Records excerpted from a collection
** start **
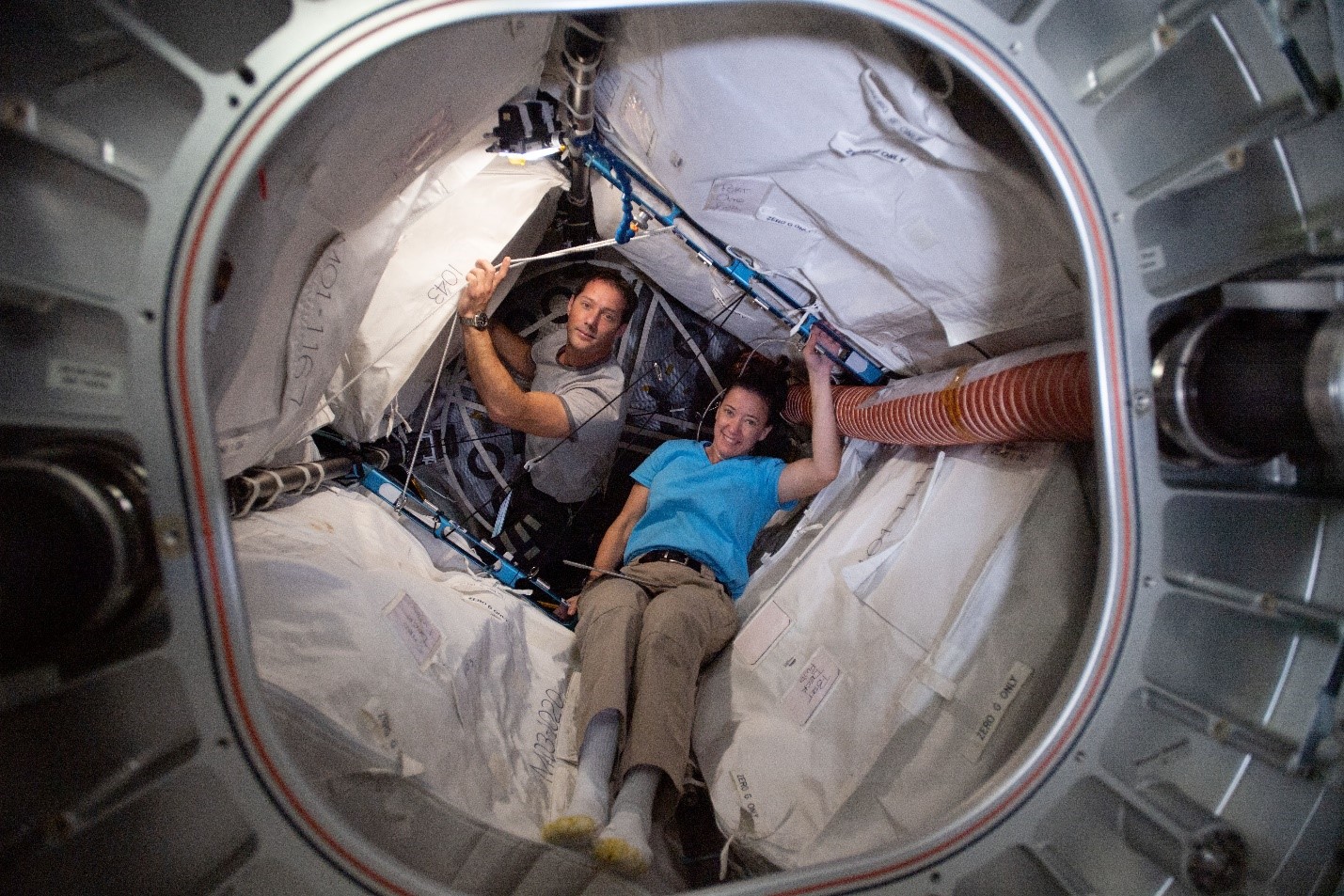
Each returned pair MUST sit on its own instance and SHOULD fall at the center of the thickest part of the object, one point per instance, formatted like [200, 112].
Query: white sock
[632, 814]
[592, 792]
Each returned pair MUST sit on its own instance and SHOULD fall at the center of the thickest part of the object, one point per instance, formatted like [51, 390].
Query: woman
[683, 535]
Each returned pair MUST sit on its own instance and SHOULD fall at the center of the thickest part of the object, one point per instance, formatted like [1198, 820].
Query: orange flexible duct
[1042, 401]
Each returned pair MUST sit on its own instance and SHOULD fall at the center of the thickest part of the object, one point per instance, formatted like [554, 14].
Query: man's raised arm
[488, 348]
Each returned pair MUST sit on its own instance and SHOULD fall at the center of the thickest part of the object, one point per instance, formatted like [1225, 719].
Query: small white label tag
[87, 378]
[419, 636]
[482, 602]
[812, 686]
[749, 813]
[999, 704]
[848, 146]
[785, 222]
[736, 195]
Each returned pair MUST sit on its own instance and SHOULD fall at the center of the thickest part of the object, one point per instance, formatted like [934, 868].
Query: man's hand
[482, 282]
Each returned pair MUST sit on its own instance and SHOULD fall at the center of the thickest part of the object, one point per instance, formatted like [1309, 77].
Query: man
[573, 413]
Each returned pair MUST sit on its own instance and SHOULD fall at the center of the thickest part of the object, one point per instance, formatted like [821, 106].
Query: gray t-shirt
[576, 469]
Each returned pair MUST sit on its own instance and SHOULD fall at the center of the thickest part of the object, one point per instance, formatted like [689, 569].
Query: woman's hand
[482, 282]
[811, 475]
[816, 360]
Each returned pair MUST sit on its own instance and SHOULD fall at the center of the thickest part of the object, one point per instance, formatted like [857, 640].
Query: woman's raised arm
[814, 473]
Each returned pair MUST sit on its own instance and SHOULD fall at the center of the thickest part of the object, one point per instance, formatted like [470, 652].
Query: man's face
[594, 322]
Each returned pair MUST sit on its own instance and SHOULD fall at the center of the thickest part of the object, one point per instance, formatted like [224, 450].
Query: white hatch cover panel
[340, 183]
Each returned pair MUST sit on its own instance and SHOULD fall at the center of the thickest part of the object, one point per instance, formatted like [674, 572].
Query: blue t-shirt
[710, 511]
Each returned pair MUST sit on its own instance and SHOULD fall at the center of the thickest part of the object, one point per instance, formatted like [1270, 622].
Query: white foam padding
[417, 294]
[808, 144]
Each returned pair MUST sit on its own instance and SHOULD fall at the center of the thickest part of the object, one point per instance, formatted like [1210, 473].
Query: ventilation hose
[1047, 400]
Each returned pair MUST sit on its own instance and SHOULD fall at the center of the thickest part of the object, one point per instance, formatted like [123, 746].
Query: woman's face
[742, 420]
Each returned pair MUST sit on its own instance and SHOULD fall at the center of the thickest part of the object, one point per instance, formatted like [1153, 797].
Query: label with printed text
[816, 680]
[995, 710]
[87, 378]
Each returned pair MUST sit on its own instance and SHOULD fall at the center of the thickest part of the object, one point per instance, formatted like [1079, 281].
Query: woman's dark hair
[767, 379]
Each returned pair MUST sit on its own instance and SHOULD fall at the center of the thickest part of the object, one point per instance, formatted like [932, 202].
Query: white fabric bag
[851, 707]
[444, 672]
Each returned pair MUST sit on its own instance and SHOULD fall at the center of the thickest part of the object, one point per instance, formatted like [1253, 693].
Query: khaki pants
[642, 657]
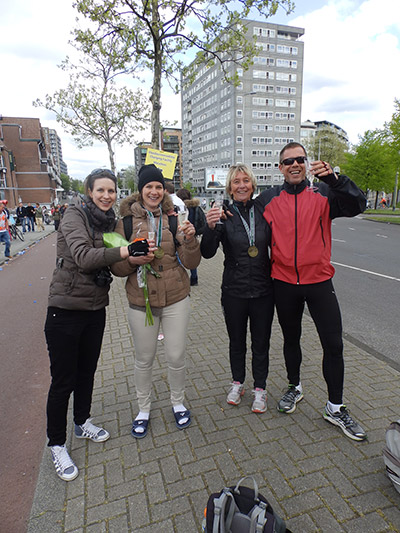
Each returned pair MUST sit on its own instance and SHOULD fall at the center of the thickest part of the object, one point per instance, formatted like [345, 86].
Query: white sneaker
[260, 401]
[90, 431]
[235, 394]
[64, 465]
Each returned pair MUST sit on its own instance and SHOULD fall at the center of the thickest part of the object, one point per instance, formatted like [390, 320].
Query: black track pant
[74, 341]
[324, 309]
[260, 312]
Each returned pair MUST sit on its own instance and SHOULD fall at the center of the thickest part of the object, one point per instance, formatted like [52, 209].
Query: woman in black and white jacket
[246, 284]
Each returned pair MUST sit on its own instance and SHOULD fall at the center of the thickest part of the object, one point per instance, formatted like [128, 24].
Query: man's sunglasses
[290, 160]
** end **
» **Task to complete**: Please recast the data from the line containing "like [52, 209]." through the end of the data as a JSON list of strings, with one string per line and any blank lines left out.

» **Answer to this exercise**:
[
  "Each returned pair MUST sit on its own instance and SHOULD fall at the center of the thickest part of the object, one point per instance, formatted like [52, 209].",
  "Query: woman in black and white jacket",
  "[246, 284]",
  "Each returned pair MUST sit on its own instance and SHOULD fall at the center of the thickest part of the object, one point per instance, formatted like [128, 24].",
  "Query: man's sunglasses",
  "[290, 160]"
]